**Problem to solve:** Please quote the forum thread on Blazer X2 vanes word for word, starting with "Any and All" and going on through "with. I'm satisfied...".

**Page excerpt:**
● ● ● ● ● ● ●

# Field Archery: Anyone running Blazer X2 Vanes ??



## Sgt. Fury (May 30, 2010)

Anyone running Blazer X2 vanes with their field arrow set-up? 

Too big for Field archery ??


*My Bow:*

- 2014 Hoyt Pro Edge Elite
- 29" DL
- 62.5 lbs.


*I'm planning to run the following:*

- Victory Archery VAPs
- .400 spine
- 27.75" carbon to carbon
- pin bushings
- Easton pin G-Nocks
- 140 grain glue-in points
*- Bohing Blazer X2 vanes*


Archer's Advantage shows that the above would be a perfect "spine match" for my bow.


**** I know that Flex Fletch 187's are the cat's meow. However, I'm partial to Bohnings. I've run the X2's for a long time in 3D without issues. I've never tried the Bohning X-vanes, so I thought I would go with what is familiar to me. *Are the Bohning X2's too high of a profile for Field shooting ???*


Any and All advice is MUCH APPRECIATED !!!!


----------



## V-STROM 650 (Feb 23, 2010)

Been shooting them for the last 2 seasons; for me they get hit a bit more often than the ff187's, but how often depends on how good you shoot and who and how many people you are shooting with. I'm satisfied...


----------



## CHPro (May 21, 2002)

● ● ● ● ● ● ●

**Data lines:**
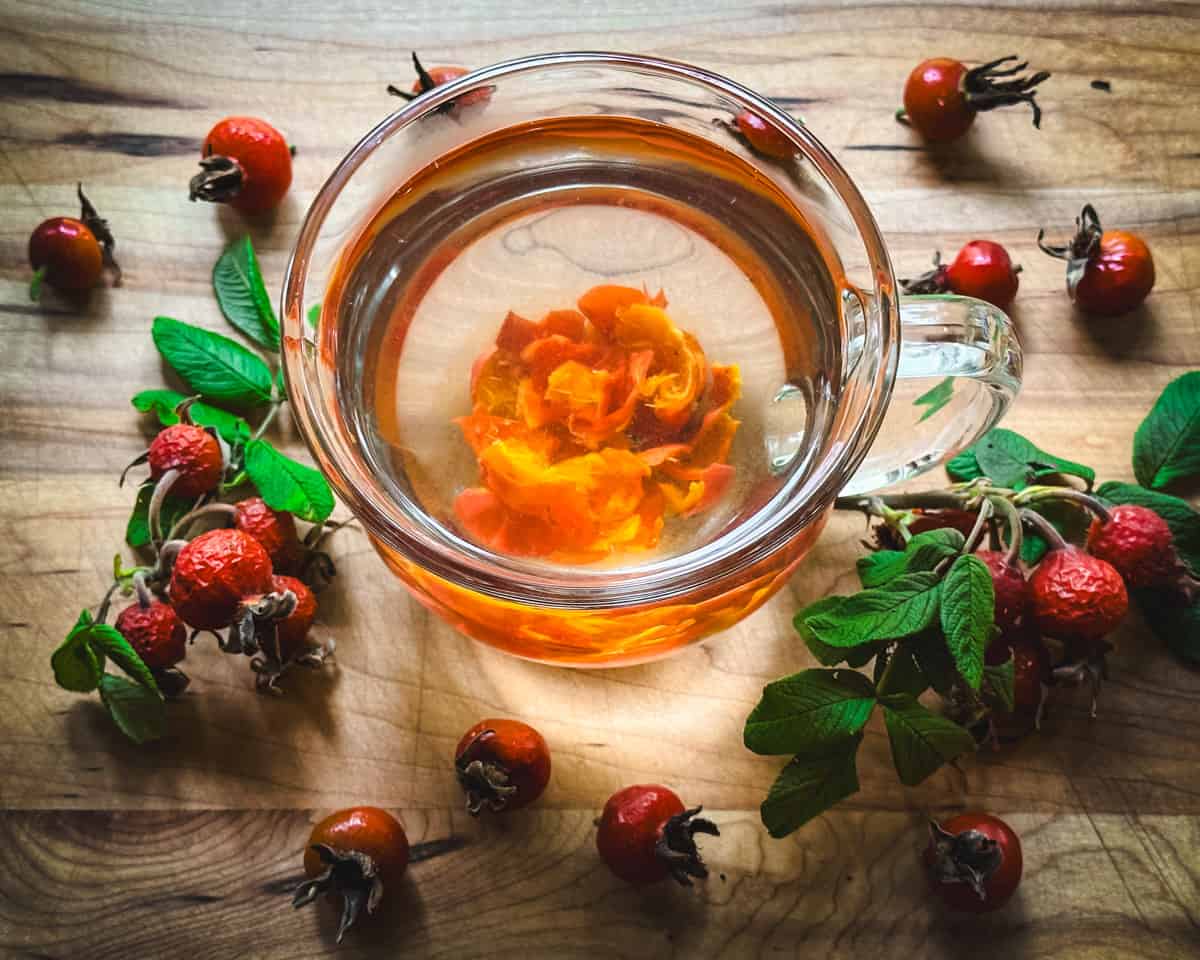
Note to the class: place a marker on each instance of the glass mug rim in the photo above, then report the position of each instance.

● ● ● ● ● ● ●

**Output for this task:**
Any and All advice is MUCH APPRECIATED !!!!


----------



## V-STROM 650 (Feb 23, 2010)

Been shooting them for the last 2 seasons; for me they get hit a bit more often than the ff187's, but how often depends on how good you shoot and who and how many people you are shooting with. I'm satisfied...